Parts of the exercise:
- A) From the reflection on congregations and change, reproduce the passage starting with "It is characteristic" and going on through "diverse or not.".
- B) Answer these questions about the reflection on church readiness to change:
(i) What words does Jesus say to the man at the end of the opening paragraph?
(ii) How many congregations are in Newark Presbytery?
(iii) In what month were the sessions introduced?
- C) Extend the reflection on congregations' readiness to change, picking up after its final sentence.

Document segment:
=== Section Start ===

Jesus did not argue with the man about the past, about the angels, about the others who got in first, about his waiting such a terribly long time. Jesus essentially asked, “How’s that working for you?,” and invited the man into the future. He had to take responsibility for himself and take the first step he alone could make. Jesus said, “Get up, take your bedroll, start walking.”

Organizations are like people.

They are alike and they are different. Not every church is at the same place developmentally, spiritually, organizationally, or operationally. These are the psychological and sociological implications of the metaphor of the Body of Christ.

It is characteristic of island cultures to believe that the people on the island are substantially different from those on continents even to the point that the same medicines that are effective in other places will lose their efficacy when applied locally.

But we are the Body of Christ. If we focus too heavily on our differences, we cannot learn from one another, cannot collaborate, and cannot commune.

If we focus too heavily on the sameness, we stifle individualization and creativity and our unique sent-ness into the world by the Holy Spirit. So the question is not whether all forty-one congregations in Newark Presbytery are large or small; new or old; urban, suburban, ex-urban; predominately mono-cultural or multi-cultural; well financed or lacking in resources; racially and/or ethnically diverse or not.

The question to ask is: What is common to all of us and what is distinctive.

What was common to all the people, “Near the Sheep Gate in Jerusalem,” by the pool was they were all in need of a hopeful future.

What was distinctive to all the people was their individual readiness to change.

Meeting With Sessions

As I have the privilege to meet with our sessions (introduced in January), I understand that each church will vary widely in their readiness to change, and what that change should look like for them. Some congregations may be largely decided and determined to change. The session can explore the depth of such apparent motivation in their congregation, and begin consolidating commitment.

=== Section End ===

Supplied data:
=== Section Start ===

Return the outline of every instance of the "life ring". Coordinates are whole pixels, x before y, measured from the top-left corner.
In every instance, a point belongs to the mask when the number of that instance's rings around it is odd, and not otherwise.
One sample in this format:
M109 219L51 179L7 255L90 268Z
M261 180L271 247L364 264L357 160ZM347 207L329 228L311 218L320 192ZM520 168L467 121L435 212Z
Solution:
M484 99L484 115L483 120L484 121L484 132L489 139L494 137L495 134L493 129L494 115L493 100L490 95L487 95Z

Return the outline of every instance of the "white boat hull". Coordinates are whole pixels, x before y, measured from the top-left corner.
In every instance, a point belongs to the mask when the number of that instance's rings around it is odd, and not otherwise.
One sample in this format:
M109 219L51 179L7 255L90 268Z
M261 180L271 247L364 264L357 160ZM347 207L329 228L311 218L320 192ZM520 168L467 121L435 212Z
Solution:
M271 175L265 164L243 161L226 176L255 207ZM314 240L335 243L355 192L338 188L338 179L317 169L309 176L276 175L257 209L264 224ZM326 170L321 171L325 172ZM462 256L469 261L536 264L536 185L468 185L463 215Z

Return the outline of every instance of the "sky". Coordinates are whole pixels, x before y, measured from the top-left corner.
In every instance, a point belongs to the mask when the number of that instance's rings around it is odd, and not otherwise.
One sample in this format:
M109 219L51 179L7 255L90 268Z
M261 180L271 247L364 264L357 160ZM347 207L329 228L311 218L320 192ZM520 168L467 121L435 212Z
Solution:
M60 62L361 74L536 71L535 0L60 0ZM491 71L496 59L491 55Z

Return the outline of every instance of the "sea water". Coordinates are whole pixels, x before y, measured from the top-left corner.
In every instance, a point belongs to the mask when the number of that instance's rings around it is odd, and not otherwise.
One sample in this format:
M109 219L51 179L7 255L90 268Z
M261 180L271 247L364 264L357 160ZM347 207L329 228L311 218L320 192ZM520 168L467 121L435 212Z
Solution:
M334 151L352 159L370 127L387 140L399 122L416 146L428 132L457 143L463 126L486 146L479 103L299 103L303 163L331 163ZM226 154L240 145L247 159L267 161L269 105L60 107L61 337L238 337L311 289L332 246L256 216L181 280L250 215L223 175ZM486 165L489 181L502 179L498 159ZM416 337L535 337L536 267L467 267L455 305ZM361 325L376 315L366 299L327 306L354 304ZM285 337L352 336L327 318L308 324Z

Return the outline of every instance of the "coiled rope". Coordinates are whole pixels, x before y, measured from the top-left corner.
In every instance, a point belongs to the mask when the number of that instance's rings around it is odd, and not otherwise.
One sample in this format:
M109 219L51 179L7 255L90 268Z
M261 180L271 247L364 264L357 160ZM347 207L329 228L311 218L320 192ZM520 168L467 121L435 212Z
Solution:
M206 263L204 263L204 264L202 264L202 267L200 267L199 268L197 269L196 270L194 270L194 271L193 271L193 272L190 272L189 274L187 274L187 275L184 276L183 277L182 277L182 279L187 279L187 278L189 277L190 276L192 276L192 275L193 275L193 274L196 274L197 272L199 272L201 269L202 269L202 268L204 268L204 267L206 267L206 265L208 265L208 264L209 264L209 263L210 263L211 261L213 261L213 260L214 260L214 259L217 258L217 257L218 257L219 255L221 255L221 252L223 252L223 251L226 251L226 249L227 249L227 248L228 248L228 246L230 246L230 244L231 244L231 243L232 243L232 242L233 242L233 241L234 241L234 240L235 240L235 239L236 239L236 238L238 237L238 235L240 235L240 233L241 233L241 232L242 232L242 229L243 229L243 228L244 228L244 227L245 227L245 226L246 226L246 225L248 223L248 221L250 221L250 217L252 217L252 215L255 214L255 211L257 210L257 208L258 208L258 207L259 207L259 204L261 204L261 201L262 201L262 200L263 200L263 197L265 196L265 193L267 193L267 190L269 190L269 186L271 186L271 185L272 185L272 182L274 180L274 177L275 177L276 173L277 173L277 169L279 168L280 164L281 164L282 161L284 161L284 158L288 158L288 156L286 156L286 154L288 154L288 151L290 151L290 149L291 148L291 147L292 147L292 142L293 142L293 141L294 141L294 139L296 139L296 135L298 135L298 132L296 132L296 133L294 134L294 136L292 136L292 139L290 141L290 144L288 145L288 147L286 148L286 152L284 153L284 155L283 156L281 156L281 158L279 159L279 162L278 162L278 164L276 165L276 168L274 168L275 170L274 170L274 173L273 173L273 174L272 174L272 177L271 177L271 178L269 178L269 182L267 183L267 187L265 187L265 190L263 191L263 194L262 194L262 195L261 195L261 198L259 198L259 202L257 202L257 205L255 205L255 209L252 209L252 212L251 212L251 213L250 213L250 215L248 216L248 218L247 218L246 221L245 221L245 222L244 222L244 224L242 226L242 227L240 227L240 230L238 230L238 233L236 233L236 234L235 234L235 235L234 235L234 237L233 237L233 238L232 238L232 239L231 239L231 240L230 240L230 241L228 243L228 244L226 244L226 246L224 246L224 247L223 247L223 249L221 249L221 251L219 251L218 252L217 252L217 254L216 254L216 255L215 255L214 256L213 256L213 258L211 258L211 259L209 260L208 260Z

=== Section End ===

Results for the exercise:
- A)
It is characteristic of island cultures to believe that the people on the island are substantially different from those on continents even to the point that the same medicines that are effective in other places will lose their efficacy when applied locally.

But we are the Body of Christ. If we focus too heavily on our differences, we cannot learn from one another, cannot collaborate, and cannot commune.

If we focus too heavily on the sameness, we stifle individualization and creativity and our unique sent-ness into the world by the Holy Spirit. So the question is not whether all forty-one congregations in Newark Presbytery are large or small; new or old; urban, suburban, ex-urban; predominately mono-cultural or multi-cultural; well financed or lacking in resources; racially and/or ethnically diverse or not.

- B)
(i) "Get up, take your bedroll, start walking."
(ii) Forty-one.
(iii) January.

- C)
Others will be reluctant or even hostile at the outset. At the extreme, some sessions and/or congregations may feel coerced by finances, context, or history to change, or remain unchanged. I respect that position. Remaining in that pre-contemplation stage of change is unsustainable in the longterm.

Most congregations, however, have already entertained some change initiatives and perhaps even created history to express the process somewhere in the contemplation stage. They may already be dabbling with taking action, but still need consolidation of motivation for change. Or clarity for their vision. This may be thought of as the tipping point of a motivational balance. If your congregation is at this stage it is critical that you move away from a seesaw that favors status quo versus the other that favors change.

There are perceived benefits of changing, and feared consequences of continuing unchanged. The “one man” by the pool had to decide if the hopeful, promised future captured in the words, “Start walking!” was more compelling than the compromise endured by of the “hundreds” remaining as they were; life passing them by, counting the wasted years.

Our task together, in a presbytery and congregation partnership, is to shift the balance of weight in favor of change and growth. I look forward to listening, and helping your session listen, and move toward God’s preferred future of hope. Let’s get up and start walking.

Sincerely,

Kevin

Dr. Kevin Yoho
General Presbyter

John 5:1-8 Soon another Feast came around and Jesus was back in Jerusalem. Near the Sheep Gate in Jerusalem there was a pool, in Hebrew called Bethesda, with five alcoves. Hundreds of sick people; blind, crippled, paralyzed—were in these alcoves. One man had been an invalid there for thirty-eight years. When Jesus saw him stretched out by the pool and knew how long he had been there, he said, “Do you want to get well?”

The sick man said, “Sir, when the water is stirred, I don’t have anybody to put me in the pool. By the time I get there, somebody else is already in.”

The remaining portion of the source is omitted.